- ENTRIES PROVIDED
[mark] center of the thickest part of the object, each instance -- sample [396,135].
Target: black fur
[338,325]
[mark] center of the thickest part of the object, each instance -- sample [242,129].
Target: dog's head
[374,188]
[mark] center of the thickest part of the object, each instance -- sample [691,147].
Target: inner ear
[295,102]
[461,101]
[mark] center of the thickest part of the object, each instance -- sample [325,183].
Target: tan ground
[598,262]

- ASSIGNMENT
Every record here must be output exactly, word for word.

- THE COMPLETED TASK
[mark] center of the thickest part of the object, each instance -- sample [396,135].
Target: black fur
[338,325]
[mark] center of the thickest part of the object, each instance -- sample [242,129].
Target: dog's head
[374,188]
[mark] center of the thickest part of the object, each instance -- sample [691,147].
Target: inner ear
[295,102]
[461,101]
[mark] center of the thickest part of the object, each instance -- sample [325,183].
Target: tan ground
[598,262]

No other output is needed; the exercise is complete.